As I write this, I want to share with you what I have learned: how to recognise the buttons in your circle, how to lean into the “up” ones, and how to ask God to help you press “up” in other people’s lives too. Because the truth is, the Christian life isn’t meant to be lived in isolation. The Scriptures tell us again and again that friendship, community, and wise company matter deeply.

The Reality of the Buttons: Some Up, Some Down

We all have friends—people we laugh with, share hopes with, go through seasons together. But here’s the thing: not every friend is pressing the “up” button. Some are acting like the “down” button, even if they don’t realise it. Here are two mini-stories from my own journey:

“Down” Button Moment: I once had a friend who carried a heavy load of negativity. Every time we’d meet, the conversation would drift to complaints, comparisons, and frustration. After several months, I noticed that I felt weighed down—not only tired, but lighter in faith, less hopeful. I realised that my friend’s button was keeping us stuck on the ground floor.
“Up” Button Moment: Later, I connected with someone newer in my life: someone who asked about my dreams, urged me to lean into God when I was struggling, and celebrated when I took a step of faith. I left our conversations feeling lighter, braver, more ready to press “up.” I realised: this is what the Bible calls “building one another up.”

The analogy of elevator buttons is simple—but powerful. Imagine standing in front of the control panel of your relational life. Who are you letting press “up”? Who are you letting press “down”? And perhaps more importantly: are you someone who presses the “up” button for someone else?

Biblical Foundation: What Scripture Says About Friends Who Lift Us

The Bible makes it clear: friendship matters. And not just for fun—but for our spiritual growth, our resilience, our walk with Jesus. Let’s look at a few key verses.

  • “Two are better than one … For if they fall, one will lift up his fellow. But woe to him who is alone when he falls and has not another to lift him up!” (Ecclesiastes 4:9-10 ESV)

  • “Do not be deceived: ‘Bad company ruins good morals.’” (1 Corinthians 15:33 ESV)

  • “So encourage one another and build one another up, just as you are doing.” (1 Thessalonians 5:11 ESV)

  • “A friend loves at all times, and a brother is born for a time of adversity.” (Proverbs 17:17 ESV)

These verses show two sides of the elevator button metaphor:

  • The “up” side: friends who lift, encourage, build up, share burdens, bring hope.

  • The “down” side: friends who drag us, tempt us, expose us to harmful influences, or leave us alone.

Jesus Himself called His followers friends. He said: “No longer do I call you servants … but I have called you friends, for all that I heard from my Father I have made known to you.” (John 15:15 ESV) If Jesus values friendship, surely we must too—and we must ask whether our friendships reflect the “up” that Jesus models.

Why the “Up” Button Matters for Our Faith Journey

Why should we care so much? Because we’re not just building social circles. We’re building spiritual life. Here’s why pressing “up” matters:

  1. Resilience in trials. When storms hit, you want someone who leans into God with you, or at least with you toward God. When you have someone pressing “up,” you’re lifted; when you don’t, you may fall further.

  2. Growth in Christ-likeness. Friends who encourage you to follow Jesus, to obey, to hope—these friendships become spiritual fuel. Jesus said: “You are my friends if you do what I command you.” (John 15:14)

» Data records:
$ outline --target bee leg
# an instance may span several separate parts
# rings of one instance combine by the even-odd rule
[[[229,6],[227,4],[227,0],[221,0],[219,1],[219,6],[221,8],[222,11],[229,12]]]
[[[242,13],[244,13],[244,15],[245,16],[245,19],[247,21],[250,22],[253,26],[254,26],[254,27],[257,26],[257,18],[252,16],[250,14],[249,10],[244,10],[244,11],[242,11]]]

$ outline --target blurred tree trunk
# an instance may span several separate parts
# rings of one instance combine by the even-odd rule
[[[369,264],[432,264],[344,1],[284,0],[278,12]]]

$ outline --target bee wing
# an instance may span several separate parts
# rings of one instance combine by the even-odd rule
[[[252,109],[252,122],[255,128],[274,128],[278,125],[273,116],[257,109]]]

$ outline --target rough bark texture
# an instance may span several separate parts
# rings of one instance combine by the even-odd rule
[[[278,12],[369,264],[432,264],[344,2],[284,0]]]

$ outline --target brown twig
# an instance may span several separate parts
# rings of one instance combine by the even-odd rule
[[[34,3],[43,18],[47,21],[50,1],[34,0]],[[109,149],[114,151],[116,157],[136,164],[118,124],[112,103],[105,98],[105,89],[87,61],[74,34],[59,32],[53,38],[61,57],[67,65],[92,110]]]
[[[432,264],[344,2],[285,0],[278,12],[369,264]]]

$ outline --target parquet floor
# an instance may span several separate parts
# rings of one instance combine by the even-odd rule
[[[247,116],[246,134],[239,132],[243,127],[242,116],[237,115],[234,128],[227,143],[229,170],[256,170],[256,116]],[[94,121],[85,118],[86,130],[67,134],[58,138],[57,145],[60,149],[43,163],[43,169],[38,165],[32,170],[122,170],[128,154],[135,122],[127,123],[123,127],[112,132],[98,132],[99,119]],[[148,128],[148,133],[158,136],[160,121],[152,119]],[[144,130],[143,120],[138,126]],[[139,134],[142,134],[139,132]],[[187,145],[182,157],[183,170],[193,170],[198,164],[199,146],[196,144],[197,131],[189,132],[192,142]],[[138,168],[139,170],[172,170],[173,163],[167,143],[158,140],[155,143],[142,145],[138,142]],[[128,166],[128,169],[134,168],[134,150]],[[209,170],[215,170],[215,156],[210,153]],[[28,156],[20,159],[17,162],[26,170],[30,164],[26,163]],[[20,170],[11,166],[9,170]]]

» Requirement:
Reproduce the passage on friendship between "These verses show" and "that Jesus models.", inclusive, switching "metaphor" to "comparison".

» Written response:
These verses show two sides of the elevator button comparison:

  • The “up” side: friends who lift, encourage, build up, share burdens, bring hope.

  • The “down” side: friends who drag us, tempt us, expose us to harmful influences, or leave us alone.

Jesus Himself called His followers friends. He said: “No longer do I call you servants … but I have called you friends, for all that I heard from my Father I have made known to you.” (John 15:15 ESV) If Jesus values friendship, surely we must too—and we must ask whether our friendships reflect the “up” that Jesus models.